#### [Exercise objective]
Rewrite the lines of the records starting with the line with "[mask] outline patio post" and going on through the line with "[[[113,53],[111,53],[111,67],[113,69]]]". Replace "patio post" with "porch column" and leave everything else unchanged.

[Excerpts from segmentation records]
# # # #
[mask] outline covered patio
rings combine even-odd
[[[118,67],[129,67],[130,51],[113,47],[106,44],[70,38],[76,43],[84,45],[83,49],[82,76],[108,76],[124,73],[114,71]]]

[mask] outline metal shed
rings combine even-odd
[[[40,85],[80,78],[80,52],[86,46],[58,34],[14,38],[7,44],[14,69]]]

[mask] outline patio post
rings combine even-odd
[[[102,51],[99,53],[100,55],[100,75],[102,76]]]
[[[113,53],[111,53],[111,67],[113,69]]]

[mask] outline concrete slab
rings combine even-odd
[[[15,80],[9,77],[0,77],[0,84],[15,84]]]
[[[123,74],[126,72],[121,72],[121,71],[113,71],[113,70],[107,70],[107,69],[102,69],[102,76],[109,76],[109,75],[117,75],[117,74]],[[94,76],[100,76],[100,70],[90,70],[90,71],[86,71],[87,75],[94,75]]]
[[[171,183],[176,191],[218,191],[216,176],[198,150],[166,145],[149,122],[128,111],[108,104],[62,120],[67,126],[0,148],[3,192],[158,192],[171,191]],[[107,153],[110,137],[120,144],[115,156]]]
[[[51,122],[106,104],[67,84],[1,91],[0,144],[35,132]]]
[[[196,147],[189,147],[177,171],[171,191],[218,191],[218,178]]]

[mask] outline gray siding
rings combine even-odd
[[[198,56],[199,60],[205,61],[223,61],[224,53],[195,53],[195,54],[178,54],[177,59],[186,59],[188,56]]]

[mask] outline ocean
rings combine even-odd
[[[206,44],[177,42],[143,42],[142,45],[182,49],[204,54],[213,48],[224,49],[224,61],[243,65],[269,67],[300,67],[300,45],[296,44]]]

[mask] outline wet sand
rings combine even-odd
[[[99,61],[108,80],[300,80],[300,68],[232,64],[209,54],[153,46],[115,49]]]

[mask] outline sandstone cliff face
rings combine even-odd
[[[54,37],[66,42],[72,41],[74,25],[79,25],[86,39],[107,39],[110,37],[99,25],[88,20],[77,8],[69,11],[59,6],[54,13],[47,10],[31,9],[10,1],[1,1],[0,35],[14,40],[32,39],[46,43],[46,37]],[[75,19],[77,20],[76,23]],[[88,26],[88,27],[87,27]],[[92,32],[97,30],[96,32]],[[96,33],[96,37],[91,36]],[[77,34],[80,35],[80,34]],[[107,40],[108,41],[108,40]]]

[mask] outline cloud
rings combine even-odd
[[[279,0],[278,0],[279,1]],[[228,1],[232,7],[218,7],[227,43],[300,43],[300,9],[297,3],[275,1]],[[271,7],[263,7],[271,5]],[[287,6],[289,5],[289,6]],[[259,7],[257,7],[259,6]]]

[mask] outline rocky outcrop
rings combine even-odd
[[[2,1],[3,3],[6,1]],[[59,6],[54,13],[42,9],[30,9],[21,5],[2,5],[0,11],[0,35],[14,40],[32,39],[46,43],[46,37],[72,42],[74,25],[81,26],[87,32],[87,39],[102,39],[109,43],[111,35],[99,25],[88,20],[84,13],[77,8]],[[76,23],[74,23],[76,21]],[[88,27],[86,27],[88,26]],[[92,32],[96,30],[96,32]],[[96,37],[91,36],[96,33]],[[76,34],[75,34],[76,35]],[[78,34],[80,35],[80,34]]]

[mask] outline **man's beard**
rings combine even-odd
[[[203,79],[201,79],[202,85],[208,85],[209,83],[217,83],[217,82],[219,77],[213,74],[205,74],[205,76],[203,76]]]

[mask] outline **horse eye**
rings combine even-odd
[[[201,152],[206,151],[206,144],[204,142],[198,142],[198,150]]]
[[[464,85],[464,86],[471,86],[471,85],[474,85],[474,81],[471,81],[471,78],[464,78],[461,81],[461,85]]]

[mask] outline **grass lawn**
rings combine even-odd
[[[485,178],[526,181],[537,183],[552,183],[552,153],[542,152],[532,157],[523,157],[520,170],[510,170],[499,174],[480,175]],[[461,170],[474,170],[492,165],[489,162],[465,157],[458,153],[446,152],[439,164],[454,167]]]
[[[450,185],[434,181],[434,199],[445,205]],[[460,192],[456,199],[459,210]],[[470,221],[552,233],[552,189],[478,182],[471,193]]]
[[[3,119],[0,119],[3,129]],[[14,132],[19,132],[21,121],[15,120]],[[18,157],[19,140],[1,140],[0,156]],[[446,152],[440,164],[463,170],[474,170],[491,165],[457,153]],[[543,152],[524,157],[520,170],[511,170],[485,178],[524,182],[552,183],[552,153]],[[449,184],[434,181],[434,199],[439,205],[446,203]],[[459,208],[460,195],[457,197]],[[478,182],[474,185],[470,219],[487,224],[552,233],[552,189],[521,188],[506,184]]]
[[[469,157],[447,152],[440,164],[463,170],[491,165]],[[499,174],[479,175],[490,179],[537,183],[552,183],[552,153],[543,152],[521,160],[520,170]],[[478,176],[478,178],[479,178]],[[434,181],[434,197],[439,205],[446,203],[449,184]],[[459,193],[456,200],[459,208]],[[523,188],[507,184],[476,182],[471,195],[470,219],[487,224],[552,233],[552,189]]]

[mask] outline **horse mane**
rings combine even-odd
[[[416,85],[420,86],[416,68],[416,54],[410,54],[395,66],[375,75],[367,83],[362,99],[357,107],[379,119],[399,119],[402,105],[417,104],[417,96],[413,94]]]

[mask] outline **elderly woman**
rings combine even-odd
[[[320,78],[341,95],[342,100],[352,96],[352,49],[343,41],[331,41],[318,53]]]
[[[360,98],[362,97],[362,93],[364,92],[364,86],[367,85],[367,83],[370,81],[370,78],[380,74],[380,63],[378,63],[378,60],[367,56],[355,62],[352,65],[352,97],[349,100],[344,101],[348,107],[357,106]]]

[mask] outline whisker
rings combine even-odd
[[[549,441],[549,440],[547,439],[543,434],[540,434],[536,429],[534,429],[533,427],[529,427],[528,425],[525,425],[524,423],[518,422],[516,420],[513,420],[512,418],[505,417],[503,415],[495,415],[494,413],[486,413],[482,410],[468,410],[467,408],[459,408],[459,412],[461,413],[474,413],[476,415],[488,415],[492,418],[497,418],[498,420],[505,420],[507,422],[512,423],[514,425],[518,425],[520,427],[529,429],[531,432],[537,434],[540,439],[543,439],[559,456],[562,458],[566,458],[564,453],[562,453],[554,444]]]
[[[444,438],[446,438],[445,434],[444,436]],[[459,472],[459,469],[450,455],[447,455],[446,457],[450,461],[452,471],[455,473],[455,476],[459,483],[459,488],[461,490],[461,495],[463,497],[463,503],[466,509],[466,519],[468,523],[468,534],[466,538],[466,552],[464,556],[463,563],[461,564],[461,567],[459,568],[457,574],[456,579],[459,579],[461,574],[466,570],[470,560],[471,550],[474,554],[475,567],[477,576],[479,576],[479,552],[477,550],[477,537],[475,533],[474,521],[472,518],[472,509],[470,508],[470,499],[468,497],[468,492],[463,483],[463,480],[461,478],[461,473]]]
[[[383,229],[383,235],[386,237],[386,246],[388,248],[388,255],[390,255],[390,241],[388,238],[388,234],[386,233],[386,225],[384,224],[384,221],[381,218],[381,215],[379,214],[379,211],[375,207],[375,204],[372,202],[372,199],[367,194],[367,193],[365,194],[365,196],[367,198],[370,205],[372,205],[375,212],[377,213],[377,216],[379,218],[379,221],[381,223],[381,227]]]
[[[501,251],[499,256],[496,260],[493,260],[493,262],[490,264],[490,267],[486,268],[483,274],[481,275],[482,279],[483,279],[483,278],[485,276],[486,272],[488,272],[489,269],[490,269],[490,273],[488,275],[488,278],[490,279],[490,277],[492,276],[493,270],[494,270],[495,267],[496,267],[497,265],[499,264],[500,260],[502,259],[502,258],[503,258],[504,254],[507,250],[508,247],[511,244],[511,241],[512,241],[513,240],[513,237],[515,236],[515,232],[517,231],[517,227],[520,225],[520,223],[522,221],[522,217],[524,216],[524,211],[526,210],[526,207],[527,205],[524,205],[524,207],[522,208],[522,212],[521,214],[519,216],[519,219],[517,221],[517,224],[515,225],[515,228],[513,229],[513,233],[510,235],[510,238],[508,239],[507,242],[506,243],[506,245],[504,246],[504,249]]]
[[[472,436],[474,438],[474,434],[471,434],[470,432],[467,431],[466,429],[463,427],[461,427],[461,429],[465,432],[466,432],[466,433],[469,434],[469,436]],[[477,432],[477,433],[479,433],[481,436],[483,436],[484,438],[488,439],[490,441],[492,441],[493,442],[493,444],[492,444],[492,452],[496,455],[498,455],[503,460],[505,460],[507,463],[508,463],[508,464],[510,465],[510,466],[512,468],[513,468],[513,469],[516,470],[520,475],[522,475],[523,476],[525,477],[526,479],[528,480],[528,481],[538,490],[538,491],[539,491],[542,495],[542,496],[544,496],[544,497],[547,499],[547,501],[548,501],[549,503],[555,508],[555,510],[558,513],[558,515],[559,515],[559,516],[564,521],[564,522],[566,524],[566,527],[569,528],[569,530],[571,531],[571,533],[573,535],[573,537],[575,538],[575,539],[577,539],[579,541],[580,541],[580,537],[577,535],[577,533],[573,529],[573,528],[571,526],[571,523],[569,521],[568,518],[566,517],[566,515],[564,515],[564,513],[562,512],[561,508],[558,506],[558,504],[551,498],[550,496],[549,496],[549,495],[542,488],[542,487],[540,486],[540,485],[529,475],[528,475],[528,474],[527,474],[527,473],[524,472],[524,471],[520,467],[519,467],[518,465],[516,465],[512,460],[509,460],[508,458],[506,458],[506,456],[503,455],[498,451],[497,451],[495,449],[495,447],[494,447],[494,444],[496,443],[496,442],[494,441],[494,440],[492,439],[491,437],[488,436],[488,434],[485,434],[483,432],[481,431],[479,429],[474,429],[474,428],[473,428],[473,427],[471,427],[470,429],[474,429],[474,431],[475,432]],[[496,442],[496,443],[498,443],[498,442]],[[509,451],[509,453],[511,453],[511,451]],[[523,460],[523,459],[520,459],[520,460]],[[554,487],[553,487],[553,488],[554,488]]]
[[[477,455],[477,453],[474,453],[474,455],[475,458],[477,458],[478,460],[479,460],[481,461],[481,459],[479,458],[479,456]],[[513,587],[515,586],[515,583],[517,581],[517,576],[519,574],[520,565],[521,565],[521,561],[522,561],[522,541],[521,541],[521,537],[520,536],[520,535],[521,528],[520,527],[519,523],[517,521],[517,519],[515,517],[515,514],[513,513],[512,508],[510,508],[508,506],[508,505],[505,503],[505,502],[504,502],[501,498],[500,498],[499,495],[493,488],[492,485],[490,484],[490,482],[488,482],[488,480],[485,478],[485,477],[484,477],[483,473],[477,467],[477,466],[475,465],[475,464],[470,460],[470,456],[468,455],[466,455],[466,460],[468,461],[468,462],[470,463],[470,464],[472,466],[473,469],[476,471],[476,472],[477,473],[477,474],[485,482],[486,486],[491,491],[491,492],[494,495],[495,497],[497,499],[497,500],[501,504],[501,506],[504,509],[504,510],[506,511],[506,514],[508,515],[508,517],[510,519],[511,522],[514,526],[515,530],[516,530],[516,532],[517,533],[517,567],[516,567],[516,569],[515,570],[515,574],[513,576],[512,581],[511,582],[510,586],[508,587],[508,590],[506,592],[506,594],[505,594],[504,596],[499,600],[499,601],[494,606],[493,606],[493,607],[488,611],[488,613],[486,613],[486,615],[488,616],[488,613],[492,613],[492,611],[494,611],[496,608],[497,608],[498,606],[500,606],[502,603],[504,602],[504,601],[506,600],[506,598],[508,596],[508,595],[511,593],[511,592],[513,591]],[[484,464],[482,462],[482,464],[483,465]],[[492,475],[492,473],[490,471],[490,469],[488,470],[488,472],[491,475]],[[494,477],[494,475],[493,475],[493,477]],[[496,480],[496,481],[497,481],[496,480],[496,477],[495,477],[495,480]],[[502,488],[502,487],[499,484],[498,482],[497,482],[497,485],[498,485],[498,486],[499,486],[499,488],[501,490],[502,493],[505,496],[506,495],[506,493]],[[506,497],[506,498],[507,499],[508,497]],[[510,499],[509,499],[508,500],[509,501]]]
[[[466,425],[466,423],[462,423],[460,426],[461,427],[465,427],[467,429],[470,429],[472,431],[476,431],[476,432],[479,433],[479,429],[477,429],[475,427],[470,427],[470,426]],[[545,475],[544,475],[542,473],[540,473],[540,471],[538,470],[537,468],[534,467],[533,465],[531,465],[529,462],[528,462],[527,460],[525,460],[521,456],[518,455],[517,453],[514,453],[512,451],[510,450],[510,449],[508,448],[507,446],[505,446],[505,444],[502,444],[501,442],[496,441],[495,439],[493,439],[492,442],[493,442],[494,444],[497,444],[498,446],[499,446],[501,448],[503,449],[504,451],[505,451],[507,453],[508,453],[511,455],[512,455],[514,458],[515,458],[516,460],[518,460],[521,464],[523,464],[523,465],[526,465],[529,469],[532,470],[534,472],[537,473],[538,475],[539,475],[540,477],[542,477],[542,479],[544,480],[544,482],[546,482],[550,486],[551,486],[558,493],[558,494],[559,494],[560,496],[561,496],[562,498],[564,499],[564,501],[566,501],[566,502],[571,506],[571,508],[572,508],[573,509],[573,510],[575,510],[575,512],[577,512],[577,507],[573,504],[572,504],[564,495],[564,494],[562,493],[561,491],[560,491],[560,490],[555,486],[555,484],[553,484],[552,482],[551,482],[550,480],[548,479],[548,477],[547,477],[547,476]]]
# # # #
#### [Final result]
[mask] outline porch column
rings combine even-odd
[[[102,51],[99,53],[100,55],[100,75],[102,76]]]
[[[113,53],[111,53],[111,67],[113,69]]]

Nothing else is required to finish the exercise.